THE REQUEST » Could you rewrite the data from the line holding "Reviewer check: every instance of the dog's eye" through the end of the data, both included, scaling every answer coordinate by 1.2 and rounding to whole numbers, halves up? Keep the requests and their format samples unchanged, and return only those lines.

---- PROVIDED RECORDS

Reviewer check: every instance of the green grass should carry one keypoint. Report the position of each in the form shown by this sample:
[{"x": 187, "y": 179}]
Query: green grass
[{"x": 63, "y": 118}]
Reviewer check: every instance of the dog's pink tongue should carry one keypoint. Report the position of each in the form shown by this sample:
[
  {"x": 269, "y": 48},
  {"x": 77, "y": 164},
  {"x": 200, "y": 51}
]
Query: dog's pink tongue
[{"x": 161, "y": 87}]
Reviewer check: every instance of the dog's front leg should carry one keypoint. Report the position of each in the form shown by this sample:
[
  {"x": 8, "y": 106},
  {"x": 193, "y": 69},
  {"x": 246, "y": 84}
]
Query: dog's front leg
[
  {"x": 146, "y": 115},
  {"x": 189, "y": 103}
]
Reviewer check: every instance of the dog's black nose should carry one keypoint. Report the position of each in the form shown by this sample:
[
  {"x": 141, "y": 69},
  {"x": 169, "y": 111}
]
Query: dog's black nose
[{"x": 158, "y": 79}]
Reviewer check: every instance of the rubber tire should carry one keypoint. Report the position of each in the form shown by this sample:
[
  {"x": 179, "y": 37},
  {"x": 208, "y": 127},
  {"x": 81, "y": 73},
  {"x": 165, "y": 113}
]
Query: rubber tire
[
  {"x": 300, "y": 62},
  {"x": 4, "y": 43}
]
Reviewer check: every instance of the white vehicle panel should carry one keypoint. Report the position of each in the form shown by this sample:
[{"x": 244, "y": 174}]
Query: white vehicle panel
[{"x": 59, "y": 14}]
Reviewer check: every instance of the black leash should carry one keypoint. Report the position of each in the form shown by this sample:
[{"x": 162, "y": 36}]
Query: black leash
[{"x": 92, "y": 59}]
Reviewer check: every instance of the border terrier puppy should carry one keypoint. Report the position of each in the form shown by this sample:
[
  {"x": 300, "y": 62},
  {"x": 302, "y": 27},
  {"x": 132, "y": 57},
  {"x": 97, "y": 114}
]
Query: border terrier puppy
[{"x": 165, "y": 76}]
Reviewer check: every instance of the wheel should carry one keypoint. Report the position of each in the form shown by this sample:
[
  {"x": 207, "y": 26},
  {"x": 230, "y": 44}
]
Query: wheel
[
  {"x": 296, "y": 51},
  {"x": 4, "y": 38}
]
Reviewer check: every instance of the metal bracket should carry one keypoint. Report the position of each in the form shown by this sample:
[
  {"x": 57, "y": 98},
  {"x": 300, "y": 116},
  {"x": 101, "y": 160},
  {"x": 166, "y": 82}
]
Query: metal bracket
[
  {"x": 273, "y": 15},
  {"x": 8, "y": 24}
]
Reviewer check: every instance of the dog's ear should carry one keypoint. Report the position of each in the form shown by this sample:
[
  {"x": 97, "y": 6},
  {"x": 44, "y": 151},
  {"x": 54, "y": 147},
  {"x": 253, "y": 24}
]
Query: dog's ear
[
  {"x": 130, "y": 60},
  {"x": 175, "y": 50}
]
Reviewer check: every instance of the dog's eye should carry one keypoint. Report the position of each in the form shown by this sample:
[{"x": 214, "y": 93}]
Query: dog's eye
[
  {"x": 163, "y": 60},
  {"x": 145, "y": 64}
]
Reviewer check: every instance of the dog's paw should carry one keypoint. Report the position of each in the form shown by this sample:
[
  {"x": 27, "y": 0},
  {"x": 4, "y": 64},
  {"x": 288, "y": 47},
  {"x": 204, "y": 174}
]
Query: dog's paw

--------

CORRECT ANSWER »
Reviewer check: every instance of the dog's eye should carry one keypoint. Report the position of each in the form shown by this sample:
[{"x": 214, "y": 93}]
Query: dog's eye
[
  {"x": 196, "y": 72},
  {"x": 174, "y": 77}
]
Reviewer check: every instance of the dog's paw should carry one keypoint. Report the position of each in the form shown by this sample:
[
  {"x": 27, "y": 0},
  {"x": 4, "y": 64},
  {"x": 288, "y": 47},
  {"x": 204, "y": 174}
]
Query: dog's paw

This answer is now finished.